— BLOC DE TEXTE —
-- -- --
Partisan d’un regroupement des forces de la médecine générale et d’une nouvelle dynamique conventionnelle, Espace Généraliste(EG) se pose en fer de lance de cette réflexion sur l’adhésion des opposants à la convention. «Le débat sur la stratégie conventionnelle sera posé lors de la prochaine assemblée générale annuelle de notre syndicat, le 28janvier, précise le président Claude Bronner. A mon avis, une signature ne serait pas illogique, mais nous devons d’abord poser la question aux médecins et à nos partenaires de l’intersyndicale.»
Concerné au premier chef, MG-France, qui réunira prochainement son comité directeur, ne balaie pas l’hypothèse d’un revers de main. «Le débat n’a pas été formalisé, mais la question se pose effectivement, admet le Dr Thierry Lebrun, premier vice-président du syndicat. Le coup de Jarnac de l’amendement Vasselle sur le droit d’opposition a tout changé. En dehors (de la convention) , on n’existe pas trop. Attention, je ne dis pas qu’on va signer; et si la décision est prise, il faudra bien choisir le moment et expliquer contre quoi car c’est forcément donnant-donnant.»
Du côté de la Fédération des médecins de France (FMF), où le débat sur la signature de la convention est «latent depuis deux ans», de l’aveu même du président Jean-Claude Régi, la prudence reste de mise. «La proposition de rejoindre la convention n’a pas été mise officiellement à l’ordre du jour», affirme-t-il. Mais le bureau de ce syndicat historiquement conventionniste se tiendra le 20 anvier et le Dr Régi n’écarte pas l’idée de discuter «en concertation avec nos partenaires» d’une nouvelle marche à suivre pour les prochains mois. «Pour l’instant, je reste convaincu qu’il est plus utile et plus efficace de combattre de l’extérieur pour défendre nos idées, analyse-t-il. En rejoignant le système, on perdrait sans doute notre force: quoi que certains disent, il est presque impossible de changer les choses de l’intérieur. Si vous refusez un avenant, vous vous mettez hors du coup.»
C’est pourtant cette stratégie «un pied dedans, un pied dehors» qui fut choisie l’an dernier par le Syndicat des médecins libéraux (SML) : bien qu’il soit signataire de la convention, le SML avait refusé de parapher l’avenant n° 12 sur le C à 21 euros, le 3 mars 2006, accord que ce syndicat avait alors jugé «déséquilibré» (les médecins s’engageant à 1,4 milliard d’euros d’économies sur deux ans). Une décision qui avait jeté le trouble dans la profession et dont le SML n’avait pas recueilli les fruits lors des élections professionnelles du printemps.
-- -- --
— DONNÉES FOURNIES —
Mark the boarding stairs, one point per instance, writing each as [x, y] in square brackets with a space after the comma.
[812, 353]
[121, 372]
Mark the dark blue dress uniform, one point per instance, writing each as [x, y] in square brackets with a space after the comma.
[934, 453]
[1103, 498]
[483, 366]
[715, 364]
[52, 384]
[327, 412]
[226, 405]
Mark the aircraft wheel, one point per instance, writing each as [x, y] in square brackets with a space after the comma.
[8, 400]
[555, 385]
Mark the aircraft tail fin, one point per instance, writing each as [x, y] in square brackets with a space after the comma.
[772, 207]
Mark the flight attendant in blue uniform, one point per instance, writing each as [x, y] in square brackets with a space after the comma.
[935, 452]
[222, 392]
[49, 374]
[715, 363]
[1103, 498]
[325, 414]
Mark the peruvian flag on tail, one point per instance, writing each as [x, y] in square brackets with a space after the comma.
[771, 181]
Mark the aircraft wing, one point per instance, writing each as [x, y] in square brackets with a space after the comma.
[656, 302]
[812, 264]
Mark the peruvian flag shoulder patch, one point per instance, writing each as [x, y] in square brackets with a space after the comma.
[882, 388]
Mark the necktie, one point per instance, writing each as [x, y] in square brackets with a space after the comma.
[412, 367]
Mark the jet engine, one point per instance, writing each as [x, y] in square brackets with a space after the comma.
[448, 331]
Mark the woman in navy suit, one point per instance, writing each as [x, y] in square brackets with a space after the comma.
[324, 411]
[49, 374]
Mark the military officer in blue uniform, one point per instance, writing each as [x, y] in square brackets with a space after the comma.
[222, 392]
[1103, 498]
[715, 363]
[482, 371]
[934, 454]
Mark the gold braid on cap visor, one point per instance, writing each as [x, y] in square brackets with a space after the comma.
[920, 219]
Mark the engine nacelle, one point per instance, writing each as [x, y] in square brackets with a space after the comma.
-- -- --
— VOS TÂCHES —
1 - Reproduisez tel quel le passage du texte sur les syndicats et la convention médicale qui va de "C’est pourtant cette" jusqu'à "professionnelles du printemps.".
2 - Poursuivez le texte sur les syndicats et la convention médicale à la suite de sa dernière phrase.
Les entrées forment un matériau distinct du texte sur les syndicats et la convention médicale.

— RÉPONSES —
1 -
C’est pourtant cette stratégie «un pied dedans, un pied dehors» qui fut choisie l’an dernier par le Syndicat des médecins libéraux (SML) : bien qu’il soit signataire de la convention, le SML avait refusé de parapher l’avenant n° 12 sur le C à 21 euros, le 3 mars 2006, accord que ce syndicat avait alors jugé «déséquilibré» (les médecins s’engageant à 1,4 milliard d’euros d’économies sur deux ans). Une décision qui avait jeté le trouble dans la profession et dont le SML n’avait pas recueilli les fruits lors des élections professionnelles du printemps.

2 -
Pour Jean-Paul Hamon, chef de file des généralistes de la FMF, longtemps avocat d’une signature conventionnelle, «on ne se met pas en dehors [de la convention] pour le plaisir, mais il serait débile d’adhérer maintenant, vu le peu d’engagements des pouvoirs publics à notre égard». «Pourquoi leur faire ce cadeau?» ajoute-t-il.
Du côté de la FMF, beaucoup jugent que la priorité est de faire avancer des dossiers concrets (évaluation des pratiques professionnelles, DMP, transmission des données), grâce au relais des unions régionales de médecins libéraux (Urml) et de la nouvelle Union nationale des médecins libéraux (Unml), gérée par les opposants. Selon un responsable FMF, «ceux qui veulent intégrer la convention restent minoritaires». Malgré la manne financière qui accompagne toute signature.
Pragmatisme.
Au sein de l’Union collégiale, enfin, on trouve également des partisans d’une stratégie d’adhésion. Pour le Dr Jean-Gabriel Brun, délégué général du syndicat et chef de file de la branche chirurgicale, un retour «pragmatique» à la case conventionnelle serait plus efficace qu’une opposition systématique jugée «stérile» pour défendre les intérêts des spécialistes de plateaux techniques lourds. Comment y parvenir ? Le projet consiste cette fois à rejoindre le giron d’une organisation signataire, en l’occurrence le petit syndicat Alliance. Le Dr Brun affirme avoir engagé (à la tête d’un collectif de 30 élus de l’Union collégiale sur 48) un processus de rapprochement avec Alliance qui aboutira «dans les prochaines semaines».
On le voit : chacun, à sa place, réfléchit au meilleur positionnement possible pour promouvoir ses idées ; dans ce climat de bouillonnement, une recomposition du paysage syndical et conventionnel ne doit pas être exclue à brève échéance.